> [Excerpted data]
____________________
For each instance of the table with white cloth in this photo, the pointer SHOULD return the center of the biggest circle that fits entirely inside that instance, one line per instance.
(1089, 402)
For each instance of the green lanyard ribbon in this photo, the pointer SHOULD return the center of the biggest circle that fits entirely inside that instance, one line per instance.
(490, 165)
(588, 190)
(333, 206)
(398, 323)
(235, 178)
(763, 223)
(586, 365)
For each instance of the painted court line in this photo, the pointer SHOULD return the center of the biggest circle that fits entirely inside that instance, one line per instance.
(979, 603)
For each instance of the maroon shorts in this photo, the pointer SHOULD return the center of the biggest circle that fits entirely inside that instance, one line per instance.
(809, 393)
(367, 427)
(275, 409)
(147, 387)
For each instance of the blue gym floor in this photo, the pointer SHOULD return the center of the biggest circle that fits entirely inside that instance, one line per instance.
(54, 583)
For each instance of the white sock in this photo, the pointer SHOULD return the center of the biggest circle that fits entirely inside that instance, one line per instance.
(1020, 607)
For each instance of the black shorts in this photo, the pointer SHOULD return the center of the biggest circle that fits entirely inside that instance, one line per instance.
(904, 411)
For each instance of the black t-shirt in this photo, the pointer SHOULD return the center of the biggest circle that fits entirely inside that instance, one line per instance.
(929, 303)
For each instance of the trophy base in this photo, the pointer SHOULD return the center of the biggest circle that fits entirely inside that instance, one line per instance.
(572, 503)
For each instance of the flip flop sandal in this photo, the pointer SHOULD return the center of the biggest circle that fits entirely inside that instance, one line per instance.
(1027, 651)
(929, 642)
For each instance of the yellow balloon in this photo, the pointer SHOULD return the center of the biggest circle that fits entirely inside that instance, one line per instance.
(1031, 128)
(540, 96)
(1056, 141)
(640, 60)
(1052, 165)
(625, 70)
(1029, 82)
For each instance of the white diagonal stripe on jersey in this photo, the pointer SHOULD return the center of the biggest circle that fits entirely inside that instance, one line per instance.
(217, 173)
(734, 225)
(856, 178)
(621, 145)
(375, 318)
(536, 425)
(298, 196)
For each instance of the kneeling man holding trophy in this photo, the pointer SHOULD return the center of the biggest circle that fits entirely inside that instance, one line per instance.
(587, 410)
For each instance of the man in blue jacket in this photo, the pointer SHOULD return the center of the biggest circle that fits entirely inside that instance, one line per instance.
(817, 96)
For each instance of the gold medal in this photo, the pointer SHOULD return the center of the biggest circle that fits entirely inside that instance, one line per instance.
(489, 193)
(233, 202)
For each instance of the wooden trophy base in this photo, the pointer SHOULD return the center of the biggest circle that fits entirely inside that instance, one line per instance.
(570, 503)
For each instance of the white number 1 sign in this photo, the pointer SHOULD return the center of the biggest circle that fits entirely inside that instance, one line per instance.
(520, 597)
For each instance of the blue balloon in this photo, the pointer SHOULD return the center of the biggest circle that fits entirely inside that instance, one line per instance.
____________________
> [About this exercise] Repeat the whole listing, keeping every word exact.

> [Expected answer]
For each instance of the table with white cloth in this photo, the pointer SHOULD return the center of the biggest circle that fits entirely inside that instance, one line per instance.
(1089, 402)
For each instance of the green lanyard ribbon in this photo, the pointer SHOULD return the center of the biggest circle that fits entirely inside that instance, one line per instance.
(490, 165)
(588, 190)
(333, 206)
(398, 323)
(235, 178)
(763, 223)
(586, 365)
For each instance of the painted court line in this photo, the pointer SHOULD return the center of the biggest circle that fits entirely inside that instance, one line per instance.
(979, 603)
For each instance of the maroon shorts in this photo, the pointer SHOULD return the center of the biggest circle that fits entirely inside that instance, one line per instance.
(809, 393)
(367, 427)
(275, 409)
(147, 387)
For each instance of the blue gym floor in this photo, the pointer SHOULD return the center of the biggest circle that fits entirely inside that instance, one line per instance.
(54, 583)
For each instance of the white sock in this photo, the pointer SHOULD return the center of the biggest circle that fits entirely inside that instance, one line per instance.
(1020, 607)
For each instance of the black shorts in this photo, the pointer SHOULD return the center of the biggest circle that fits entirely inside that instance, one line per instance.
(904, 411)
For each instance of the black t-shirt in this photo, the pointer SHOULD return the center of the biggest circle that fits entirely inside that instance, one line per instance.
(929, 303)
For each instance of the trophy base in this photo, the pointer SHOULD return the center of the biggest circle that fits entirely inside that instance, one line per instance.
(572, 503)
For each instance of the flip flop sandal in this photo, the pointer SHOULD return the center of the biggest circle that fits entirely inside that instance, one line per instance.
(1027, 651)
(929, 642)
For each instance of the yellow balloon in this photo, the pointer SHOULD return the center of the biggest circle that fits entirely inside that instance, one line per instance.
(1031, 128)
(540, 96)
(1056, 141)
(640, 60)
(1052, 165)
(625, 70)
(1029, 82)
For each instance of the white diagonal stripe on jersey in this photo, the pointer SHOULD return the center of the biggest circle that fits entirely inside that instance, one line per instance.
(217, 173)
(734, 225)
(856, 178)
(621, 145)
(375, 318)
(536, 425)
(298, 196)
For each instance of the kneeling man holding trophy in this photo, the pointer SHOULD return the center of the biggest circle that fits entirely inside that instance, one line per instance.
(587, 410)
For each instance of the man in blue jacket in this photo, the pointer SHOULD return the center of the biggest circle that fits entirely inside that instance, one line per instance.
(817, 96)
For each instance of the gold medal in this photo, the pointer SHOULD return the center of the biggest circle that fits entirely inside that instance, one line per instance.
(489, 193)
(233, 202)
For each instance of the wooden trophy base in this photo, the pointer SHOULD return the center of the biggest circle that fits entirely inside that instance, one line per instance.
(570, 503)
For each instance of the white number 1 sign in this photo, the pointer SHOULD return the center of the biggest circle that fits entirely inside that instance, one line per instance.
(520, 597)
For each instance of the blue balloon in this photo, the pointer SHOULD return the center of the biggest circle that fits entirely inside that instance, one line per instance.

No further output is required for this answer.